• _EXERCISE TASK A_
In the passage on Cleveland Browns fans, what did ordinary supporters begin doing at games in the 1980s?
• _EXERCISE TASK B_
Continue the passage on Cleveland Browns fans and sports-fan exhibitionism from its last sentence.

━━ READING PASSAGE ━━

It contains a chapter dealing with the rise of the modern fan/exhibitionist movement, in the context of the Cleveland Browns American football team, where the ordinary supporters in the 1980s began dressing as dogs and continuously barking at games.  This giving way to increasingly more competitive efforts at trying to claim screen time through individual embellishment.  They also seem to have championed the practice of going bare chested at matches in the coldest of weather.
Faludi tends to see the phenomenon as a psychological reaction to the civic and environmental collapse, together with the collapse in employment, that affected Cleveland from the 1960s onward, and as an attempt to regain some sense of personal and communal recognition or relevance from the ashes.
And for a while it worked.  The TV stations took the ‘dawgs’ up—until there was no more novelty to be milked from them.  The club let them down, too.  When the bottom fell out of it, it was the ordinary poor ‘dawgs’ who bore the psychological brunt of it.
Now the type of people you see dressing up and painting their faces in, say, Japan don’t at all seem to fit the social or personal profile of those mentioned above.  Yet there would seem to be a similar element of exhibitionism involved, a similar desire to be picked up by the camera and in some sense made ‘real’ to oneself.

━━━
━━ DATA BLOCK ━━

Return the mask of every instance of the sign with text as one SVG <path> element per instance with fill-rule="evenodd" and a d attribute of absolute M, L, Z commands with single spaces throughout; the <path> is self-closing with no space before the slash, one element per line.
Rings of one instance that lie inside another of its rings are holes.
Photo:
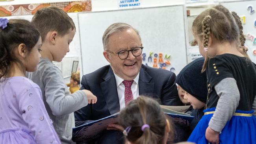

━━━

• _FINAL ANSWER A_
They began dressing as dogs and barking continuously at games.

• _FINAL ANSWER B_
As to the permanent demonstrators these past two years outside the British parliament, they are self-exhibitionists of the highest order.  It is probably a matter of accident which side they happen to be on.  The uppermost thing is to be noticed.  But then they don’t do too much harm—at least so far.  The cut and thrust of the whole thing helps them burn energy and keep them on—though you wouldn’t think it—a level mental keel.  The problems will come when Brexit is finally settled one way or another.  At least the psychiatrists will make money . . .
But as to the broader penetration of exhibitionism into social life, I’m sure it signifies something.  It’s just that I’m not sure at the moment what exactly that something is.